* BEGIN Records shown *
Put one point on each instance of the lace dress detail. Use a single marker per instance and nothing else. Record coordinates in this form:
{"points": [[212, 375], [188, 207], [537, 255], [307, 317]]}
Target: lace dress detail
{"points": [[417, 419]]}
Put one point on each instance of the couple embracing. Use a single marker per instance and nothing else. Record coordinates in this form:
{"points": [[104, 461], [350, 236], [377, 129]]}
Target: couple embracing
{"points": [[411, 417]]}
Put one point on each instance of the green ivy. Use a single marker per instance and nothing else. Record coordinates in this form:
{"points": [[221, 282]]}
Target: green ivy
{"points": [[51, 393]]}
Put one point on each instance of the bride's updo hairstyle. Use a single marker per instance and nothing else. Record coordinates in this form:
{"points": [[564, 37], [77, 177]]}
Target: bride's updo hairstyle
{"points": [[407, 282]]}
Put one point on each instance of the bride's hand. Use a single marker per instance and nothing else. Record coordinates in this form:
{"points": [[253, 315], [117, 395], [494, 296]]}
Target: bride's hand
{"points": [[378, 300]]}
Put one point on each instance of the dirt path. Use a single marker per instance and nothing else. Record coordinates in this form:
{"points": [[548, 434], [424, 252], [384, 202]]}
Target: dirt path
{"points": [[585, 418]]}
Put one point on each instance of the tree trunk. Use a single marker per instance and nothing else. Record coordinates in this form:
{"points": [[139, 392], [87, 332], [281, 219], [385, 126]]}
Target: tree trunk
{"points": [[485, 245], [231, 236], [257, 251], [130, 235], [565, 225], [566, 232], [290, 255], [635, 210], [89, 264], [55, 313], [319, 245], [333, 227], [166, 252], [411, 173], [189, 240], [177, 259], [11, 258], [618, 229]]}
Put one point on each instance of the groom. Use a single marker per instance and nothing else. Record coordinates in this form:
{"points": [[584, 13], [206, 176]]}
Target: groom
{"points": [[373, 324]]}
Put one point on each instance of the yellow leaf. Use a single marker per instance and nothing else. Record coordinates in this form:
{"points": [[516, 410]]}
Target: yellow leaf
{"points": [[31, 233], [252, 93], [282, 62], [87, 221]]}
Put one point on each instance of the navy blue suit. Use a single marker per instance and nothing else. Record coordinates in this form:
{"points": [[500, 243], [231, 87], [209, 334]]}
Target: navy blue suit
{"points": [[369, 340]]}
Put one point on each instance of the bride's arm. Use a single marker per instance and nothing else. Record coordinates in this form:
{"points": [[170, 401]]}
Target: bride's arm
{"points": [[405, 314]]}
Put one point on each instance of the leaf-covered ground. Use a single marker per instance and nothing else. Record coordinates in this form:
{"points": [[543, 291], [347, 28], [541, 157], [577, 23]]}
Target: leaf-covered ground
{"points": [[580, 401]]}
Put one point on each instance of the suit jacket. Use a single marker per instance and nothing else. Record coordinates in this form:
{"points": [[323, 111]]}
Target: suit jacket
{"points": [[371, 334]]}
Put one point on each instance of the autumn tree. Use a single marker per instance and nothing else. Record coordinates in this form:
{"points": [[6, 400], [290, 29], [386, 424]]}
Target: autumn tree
* END Records shown *
§ Aim of the exercise: Your task is to write out the lines from the one with "Put one point on each instance of the groom." through the end of the records, exactly and with nothing added.

§ Output for this exercise:
Put one point on each instance of the groom. Use a single marker per instance and nothing else. Record coordinates in this form:
{"points": [[584, 13], [206, 176]]}
Target: groom
{"points": [[373, 324]]}
Put one point on each instance of the yellow leaf. Use a single marker per instance and nothing else. Record coordinates in this form:
{"points": [[516, 410]]}
Target: yellow leaf
{"points": [[31, 233], [252, 93], [282, 62], [87, 221]]}
Put one point on each instance of the navy blue suit. Use a single marker per instance and nothing else. Record coordinates in this form:
{"points": [[500, 243], [231, 87], [209, 334]]}
Target: navy blue suit
{"points": [[369, 340]]}
Put one point on each instance of the bride's arm. Use a single marker per instance and nothing else. Record coordinates in this form:
{"points": [[170, 401]]}
Target: bride's arm
{"points": [[405, 314]]}
Put one point on each instance of the leaf-covered ground. Use a single marker per instance and nothing else. Record coordinates in this form:
{"points": [[543, 291], [347, 28], [541, 157], [577, 23]]}
Target: leaf-covered ground
{"points": [[580, 401]]}
Put one point on each instance of the suit jacket. Use a single marker per instance and nothing else. Record coordinates in this form:
{"points": [[323, 111]]}
Target: suit jacket
{"points": [[371, 334]]}
Put one point on each instance of the autumn tree. Use a single marker per instance and nothing else. Record coordinates in this form:
{"points": [[6, 400], [290, 29], [386, 424]]}
Target: autumn tree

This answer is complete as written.